(Point annotation records)
········

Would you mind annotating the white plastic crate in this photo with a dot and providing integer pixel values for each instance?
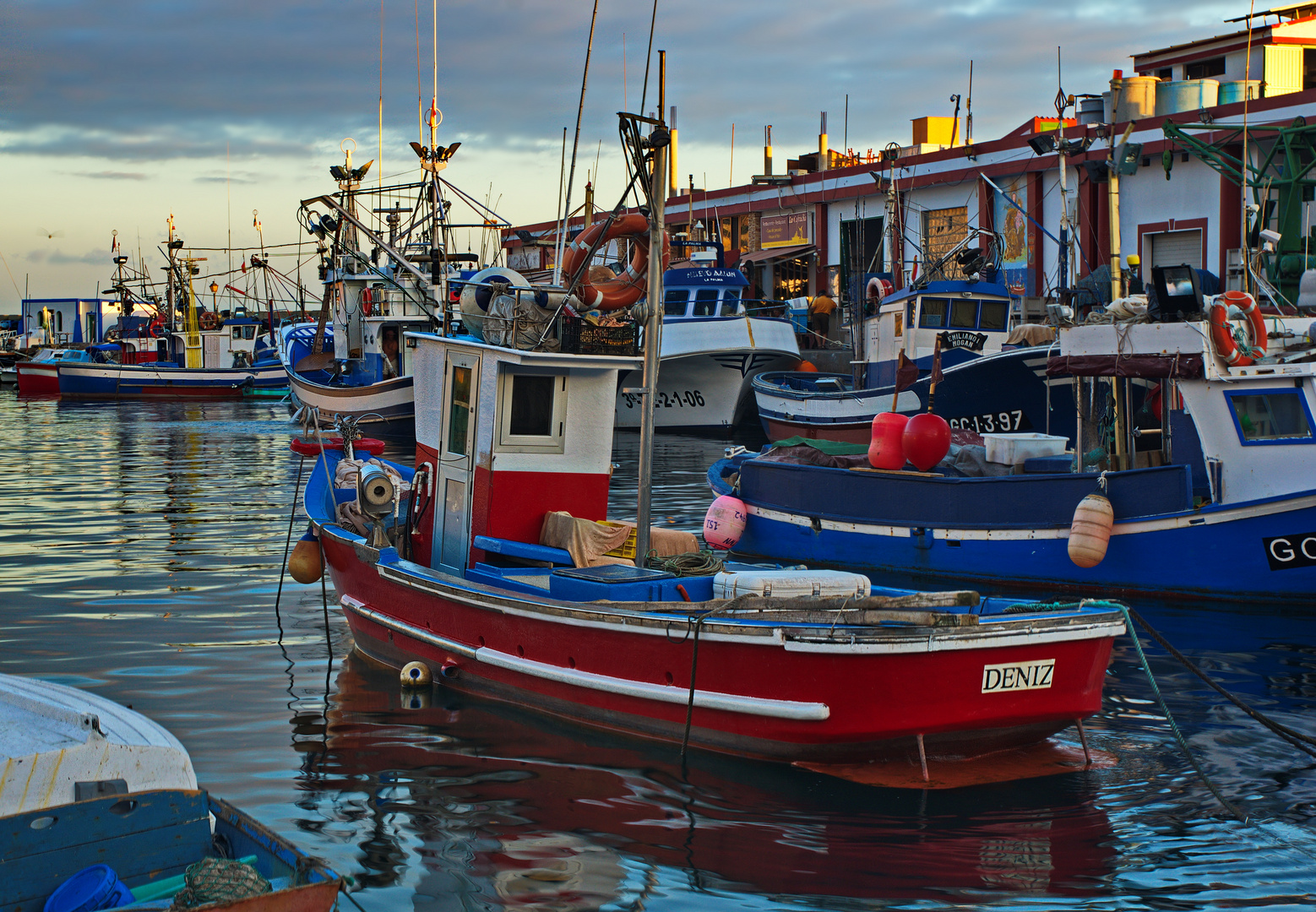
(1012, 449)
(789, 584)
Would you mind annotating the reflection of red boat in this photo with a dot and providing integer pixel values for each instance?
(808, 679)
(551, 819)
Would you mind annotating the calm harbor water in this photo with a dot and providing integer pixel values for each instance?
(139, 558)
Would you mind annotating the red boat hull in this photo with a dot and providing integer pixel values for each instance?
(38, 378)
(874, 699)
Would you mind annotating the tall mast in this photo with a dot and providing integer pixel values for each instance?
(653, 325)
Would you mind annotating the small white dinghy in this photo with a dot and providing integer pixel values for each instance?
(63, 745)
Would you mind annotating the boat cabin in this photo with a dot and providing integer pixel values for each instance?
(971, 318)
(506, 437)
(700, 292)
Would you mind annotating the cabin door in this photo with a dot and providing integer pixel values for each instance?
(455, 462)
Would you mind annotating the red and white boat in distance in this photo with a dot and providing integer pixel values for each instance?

········

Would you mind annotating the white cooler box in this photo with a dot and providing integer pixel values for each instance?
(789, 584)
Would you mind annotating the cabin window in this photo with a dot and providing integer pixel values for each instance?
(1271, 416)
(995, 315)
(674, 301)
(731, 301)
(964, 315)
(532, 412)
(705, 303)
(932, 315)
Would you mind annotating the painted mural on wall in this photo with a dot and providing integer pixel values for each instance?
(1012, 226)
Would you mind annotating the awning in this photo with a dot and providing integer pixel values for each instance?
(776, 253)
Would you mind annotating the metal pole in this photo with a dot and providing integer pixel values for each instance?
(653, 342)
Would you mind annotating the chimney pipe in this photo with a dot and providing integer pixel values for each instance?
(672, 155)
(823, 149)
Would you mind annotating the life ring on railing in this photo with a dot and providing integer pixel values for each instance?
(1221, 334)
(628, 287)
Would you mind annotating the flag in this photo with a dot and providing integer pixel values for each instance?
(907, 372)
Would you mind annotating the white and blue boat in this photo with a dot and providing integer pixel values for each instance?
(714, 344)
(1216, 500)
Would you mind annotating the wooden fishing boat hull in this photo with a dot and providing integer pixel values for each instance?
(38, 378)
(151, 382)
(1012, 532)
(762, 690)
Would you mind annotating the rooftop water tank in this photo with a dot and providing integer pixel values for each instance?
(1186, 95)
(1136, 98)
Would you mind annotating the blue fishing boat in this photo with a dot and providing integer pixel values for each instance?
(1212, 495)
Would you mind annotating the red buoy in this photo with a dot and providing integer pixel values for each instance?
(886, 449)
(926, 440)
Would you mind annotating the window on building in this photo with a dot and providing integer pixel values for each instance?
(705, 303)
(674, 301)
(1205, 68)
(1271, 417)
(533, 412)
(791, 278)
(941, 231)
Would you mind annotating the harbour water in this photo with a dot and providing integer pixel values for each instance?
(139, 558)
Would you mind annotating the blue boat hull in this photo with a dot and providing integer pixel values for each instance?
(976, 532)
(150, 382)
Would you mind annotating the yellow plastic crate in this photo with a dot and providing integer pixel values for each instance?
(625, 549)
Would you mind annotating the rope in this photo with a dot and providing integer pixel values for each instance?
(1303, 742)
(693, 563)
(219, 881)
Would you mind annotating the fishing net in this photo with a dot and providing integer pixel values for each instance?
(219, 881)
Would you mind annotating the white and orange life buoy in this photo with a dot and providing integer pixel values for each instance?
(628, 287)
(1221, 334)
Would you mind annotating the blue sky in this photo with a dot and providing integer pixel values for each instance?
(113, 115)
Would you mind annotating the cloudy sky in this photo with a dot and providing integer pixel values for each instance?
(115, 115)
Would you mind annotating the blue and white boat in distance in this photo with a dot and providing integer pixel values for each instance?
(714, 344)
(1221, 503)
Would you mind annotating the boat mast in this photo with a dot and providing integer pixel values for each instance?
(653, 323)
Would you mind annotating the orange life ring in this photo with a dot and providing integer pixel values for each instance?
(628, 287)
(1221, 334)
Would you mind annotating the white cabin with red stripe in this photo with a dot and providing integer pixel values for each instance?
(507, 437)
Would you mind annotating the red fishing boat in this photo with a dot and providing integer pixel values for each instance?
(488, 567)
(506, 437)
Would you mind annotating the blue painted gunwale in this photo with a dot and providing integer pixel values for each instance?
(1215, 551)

········

> OBJECTIVE
Render as a numbered list the records from the line that contains "Would you mind annotating the red fishing" through the line that contains "(1215, 551)", both included, leaving out any blank lines.

> THE REPLY
1. Would you mind annotating the red fishing boat in this photo with a dot and providing integer pixel values for each instance?
2. (488, 567)
3. (506, 437)
4. Would you mind annotating the blue painted gunwale in this photo with a dot and providing integer pixel values for each instance?
5. (1215, 551)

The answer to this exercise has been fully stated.